[Start of Material for the task]
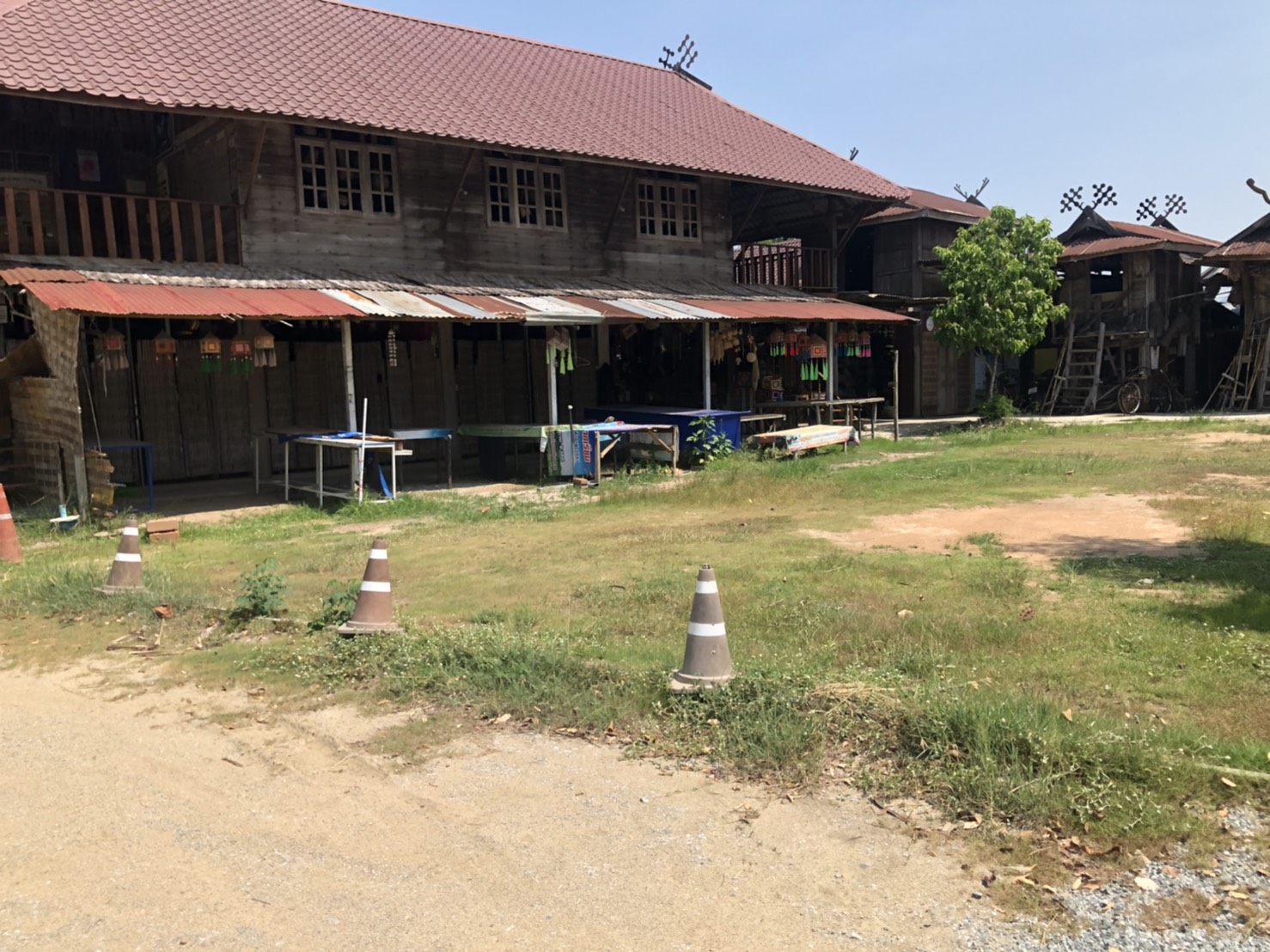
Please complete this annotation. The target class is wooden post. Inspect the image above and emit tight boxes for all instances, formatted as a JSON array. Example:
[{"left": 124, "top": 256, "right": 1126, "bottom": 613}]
[
  {"left": 701, "top": 321, "right": 712, "bottom": 410},
  {"left": 890, "top": 347, "right": 899, "bottom": 442},
  {"left": 340, "top": 317, "right": 357, "bottom": 492}
]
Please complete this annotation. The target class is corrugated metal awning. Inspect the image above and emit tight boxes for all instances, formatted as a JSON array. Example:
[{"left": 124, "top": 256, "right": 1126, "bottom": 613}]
[{"left": 24, "top": 280, "right": 362, "bottom": 320}]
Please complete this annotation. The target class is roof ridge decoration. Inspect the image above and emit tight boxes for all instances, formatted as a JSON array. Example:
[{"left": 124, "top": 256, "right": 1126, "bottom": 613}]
[{"left": 0, "top": 0, "right": 907, "bottom": 202}]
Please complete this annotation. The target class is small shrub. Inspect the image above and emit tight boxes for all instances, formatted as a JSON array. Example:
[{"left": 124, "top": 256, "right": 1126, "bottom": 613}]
[
  {"left": 234, "top": 558, "right": 287, "bottom": 618},
  {"left": 686, "top": 417, "right": 731, "bottom": 465},
  {"left": 308, "top": 579, "right": 362, "bottom": 631},
  {"left": 980, "top": 394, "right": 1018, "bottom": 423}
]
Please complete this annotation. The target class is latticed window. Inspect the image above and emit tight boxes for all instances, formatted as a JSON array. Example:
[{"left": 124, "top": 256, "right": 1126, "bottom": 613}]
[
  {"left": 485, "top": 162, "right": 565, "bottom": 229},
  {"left": 297, "top": 140, "right": 396, "bottom": 215},
  {"left": 635, "top": 178, "right": 701, "bottom": 240}
]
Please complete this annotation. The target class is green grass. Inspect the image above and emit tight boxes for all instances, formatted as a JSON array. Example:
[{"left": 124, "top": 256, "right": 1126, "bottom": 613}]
[{"left": 0, "top": 421, "right": 1270, "bottom": 844}]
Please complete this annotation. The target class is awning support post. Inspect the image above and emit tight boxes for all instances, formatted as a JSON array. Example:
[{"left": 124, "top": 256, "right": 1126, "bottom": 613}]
[
  {"left": 701, "top": 321, "right": 714, "bottom": 410},
  {"left": 340, "top": 317, "right": 357, "bottom": 492}
]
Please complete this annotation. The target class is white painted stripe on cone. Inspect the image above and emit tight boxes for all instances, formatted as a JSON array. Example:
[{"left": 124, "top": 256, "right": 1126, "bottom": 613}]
[{"left": 688, "top": 622, "right": 728, "bottom": 638}]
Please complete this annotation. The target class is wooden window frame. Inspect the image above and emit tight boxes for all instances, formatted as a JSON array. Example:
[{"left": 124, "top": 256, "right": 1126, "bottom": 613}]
[
  {"left": 635, "top": 175, "right": 701, "bottom": 241},
  {"left": 485, "top": 157, "right": 569, "bottom": 235},
  {"left": 295, "top": 136, "right": 401, "bottom": 218}
]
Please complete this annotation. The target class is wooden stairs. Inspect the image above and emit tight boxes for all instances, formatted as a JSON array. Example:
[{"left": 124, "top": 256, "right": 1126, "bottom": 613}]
[{"left": 1204, "top": 319, "right": 1270, "bottom": 412}]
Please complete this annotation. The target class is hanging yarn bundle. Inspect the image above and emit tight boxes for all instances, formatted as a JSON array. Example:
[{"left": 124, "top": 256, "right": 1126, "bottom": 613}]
[
  {"left": 230, "top": 334, "right": 252, "bottom": 377},
  {"left": 547, "top": 327, "right": 573, "bottom": 373},
  {"left": 198, "top": 333, "right": 221, "bottom": 373},
  {"left": 101, "top": 329, "right": 128, "bottom": 370},
  {"left": 767, "top": 329, "right": 785, "bottom": 357},
  {"left": 252, "top": 330, "right": 278, "bottom": 367}
]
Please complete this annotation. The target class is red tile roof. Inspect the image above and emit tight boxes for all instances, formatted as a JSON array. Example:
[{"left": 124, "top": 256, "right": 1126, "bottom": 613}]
[
  {"left": 861, "top": 188, "right": 991, "bottom": 224},
  {"left": 0, "top": 0, "right": 907, "bottom": 199}
]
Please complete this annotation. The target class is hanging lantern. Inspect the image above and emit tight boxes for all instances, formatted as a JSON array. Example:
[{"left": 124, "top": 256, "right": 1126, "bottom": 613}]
[
  {"left": 252, "top": 329, "right": 278, "bottom": 367},
  {"left": 230, "top": 334, "right": 252, "bottom": 375},
  {"left": 154, "top": 330, "right": 176, "bottom": 363},
  {"left": 198, "top": 334, "right": 221, "bottom": 373},
  {"left": 101, "top": 329, "right": 128, "bottom": 370}
]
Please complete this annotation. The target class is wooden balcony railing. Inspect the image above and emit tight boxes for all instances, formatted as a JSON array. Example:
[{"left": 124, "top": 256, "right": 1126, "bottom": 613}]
[
  {"left": 733, "top": 244, "right": 833, "bottom": 290},
  {"left": 0, "top": 186, "right": 239, "bottom": 264}
]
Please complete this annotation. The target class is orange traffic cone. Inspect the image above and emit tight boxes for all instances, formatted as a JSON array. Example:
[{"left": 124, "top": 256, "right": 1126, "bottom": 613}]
[
  {"left": 670, "top": 564, "right": 731, "bottom": 693},
  {"left": 337, "top": 538, "right": 398, "bottom": 636},
  {"left": 0, "top": 485, "right": 21, "bottom": 562},
  {"left": 98, "top": 518, "right": 144, "bottom": 595}
]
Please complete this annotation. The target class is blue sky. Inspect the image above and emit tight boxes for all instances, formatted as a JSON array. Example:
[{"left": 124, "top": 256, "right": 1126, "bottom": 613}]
[{"left": 362, "top": 0, "right": 1270, "bottom": 240}]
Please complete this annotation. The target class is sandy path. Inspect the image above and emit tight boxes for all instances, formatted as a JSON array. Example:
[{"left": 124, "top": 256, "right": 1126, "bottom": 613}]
[
  {"left": 805, "top": 494, "right": 1191, "bottom": 569},
  {"left": 0, "top": 669, "right": 1011, "bottom": 949}
]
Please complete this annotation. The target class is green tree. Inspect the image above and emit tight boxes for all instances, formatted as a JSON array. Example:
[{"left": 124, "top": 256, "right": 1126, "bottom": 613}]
[{"left": 933, "top": 204, "right": 1067, "bottom": 397}]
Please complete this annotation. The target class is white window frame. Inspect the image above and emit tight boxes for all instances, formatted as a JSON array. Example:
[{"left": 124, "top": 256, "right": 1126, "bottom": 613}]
[
  {"left": 635, "top": 175, "right": 701, "bottom": 241},
  {"left": 295, "top": 136, "right": 401, "bottom": 218},
  {"left": 485, "top": 157, "right": 569, "bottom": 234}
]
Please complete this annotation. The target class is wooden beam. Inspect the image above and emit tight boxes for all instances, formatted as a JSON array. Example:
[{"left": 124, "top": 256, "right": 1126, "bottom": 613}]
[
  {"left": 79, "top": 192, "right": 93, "bottom": 258},
  {"left": 601, "top": 168, "right": 635, "bottom": 245},
  {"left": 441, "top": 149, "right": 476, "bottom": 231},
  {"left": 101, "top": 196, "right": 119, "bottom": 258},
  {"left": 3, "top": 186, "right": 21, "bottom": 255},
  {"left": 27, "top": 189, "right": 45, "bottom": 256},
  {"left": 239, "top": 122, "right": 269, "bottom": 218},
  {"left": 731, "top": 186, "right": 767, "bottom": 245},
  {"left": 123, "top": 196, "right": 141, "bottom": 259}
]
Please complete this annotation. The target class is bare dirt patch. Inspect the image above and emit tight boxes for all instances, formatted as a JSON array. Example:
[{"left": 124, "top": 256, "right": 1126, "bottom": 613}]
[
  {"left": 0, "top": 662, "right": 1017, "bottom": 951},
  {"left": 805, "top": 494, "right": 1190, "bottom": 567}
]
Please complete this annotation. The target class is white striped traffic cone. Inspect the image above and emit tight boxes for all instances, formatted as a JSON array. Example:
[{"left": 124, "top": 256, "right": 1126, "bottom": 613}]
[
  {"left": 0, "top": 485, "right": 21, "bottom": 562},
  {"left": 98, "top": 518, "right": 144, "bottom": 595},
  {"left": 670, "top": 564, "right": 731, "bottom": 694},
  {"left": 337, "top": 538, "right": 398, "bottom": 635}
]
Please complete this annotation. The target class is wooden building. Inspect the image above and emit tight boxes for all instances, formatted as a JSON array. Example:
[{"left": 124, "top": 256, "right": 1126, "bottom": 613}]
[
  {"left": 0, "top": 0, "right": 908, "bottom": 505},
  {"left": 1036, "top": 205, "right": 1217, "bottom": 412},
  {"left": 1203, "top": 208, "right": 1270, "bottom": 410}
]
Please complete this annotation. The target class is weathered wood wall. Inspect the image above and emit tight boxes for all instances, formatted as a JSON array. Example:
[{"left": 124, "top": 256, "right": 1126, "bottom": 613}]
[{"left": 195, "top": 120, "right": 731, "bottom": 284}]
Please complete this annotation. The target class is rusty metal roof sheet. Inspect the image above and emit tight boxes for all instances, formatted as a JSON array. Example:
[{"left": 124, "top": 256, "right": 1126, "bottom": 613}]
[
  {"left": 26, "top": 280, "right": 361, "bottom": 319},
  {"left": 685, "top": 298, "right": 913, "bottom": 324},
  {"left": 0, "top": 0, "right": 908, "bottom": 200}
]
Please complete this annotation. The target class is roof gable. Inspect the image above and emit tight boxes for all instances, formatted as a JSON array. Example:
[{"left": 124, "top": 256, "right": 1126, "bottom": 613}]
[{"left": 0, "top": 0, "right": 907, "bottom": 202}]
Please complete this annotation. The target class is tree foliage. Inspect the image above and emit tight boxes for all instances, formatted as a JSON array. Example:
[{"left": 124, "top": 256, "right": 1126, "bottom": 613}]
[{"left": 933, "top": 205, "right": 1067, "bottom": 396}]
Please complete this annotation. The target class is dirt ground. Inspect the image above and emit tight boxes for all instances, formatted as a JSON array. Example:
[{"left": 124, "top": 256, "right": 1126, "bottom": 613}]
[
  {"left": 0, "top": 660, "right": 1010, "bottom": 949},
  {"left": 807, "top": 494, "right": 1188, "bottom": 567}
]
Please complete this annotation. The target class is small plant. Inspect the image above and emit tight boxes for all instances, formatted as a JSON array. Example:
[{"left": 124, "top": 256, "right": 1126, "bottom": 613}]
[
  {"left": 234, "top": 558, "right": 287, "bottom": 618},
  {"left": 687, "top": 417, "right": 731, "bottom": 465},
  {"left": 980, "top": 394, "right": 1018, "bottom": 423},
  {"left": 308, "top": 579, "right": 362, "bottom": 631}
]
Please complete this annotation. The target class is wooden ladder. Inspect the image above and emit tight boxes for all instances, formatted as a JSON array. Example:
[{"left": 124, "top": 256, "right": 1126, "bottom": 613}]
[{"left": 1201, "top": 320, "right": 1270, "bottom": 412}]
[End of Material for the task]
## Task to carry out
Output everything from the row containing "is wooden ladder." down to the end of the rows as a two-column CSV with the headers label_text and boxes. Give one CSV line per row, with its text and its answer each in a single quoted field and line breaks replaced by spaces.

## Written solution
label_text,boxes
"Please complete this annotation. The target class is wooden ladder. Inspect the image above and emit tight boxes for all instances, formatted as a JSON array. Example: [{""left"": 124, ""top"": 256, ""right"": 1126, ""bottom"": 613}]","[{""left"": 1201, ""top"": 320, ""right"": 1270, ""bottom"": 412}]"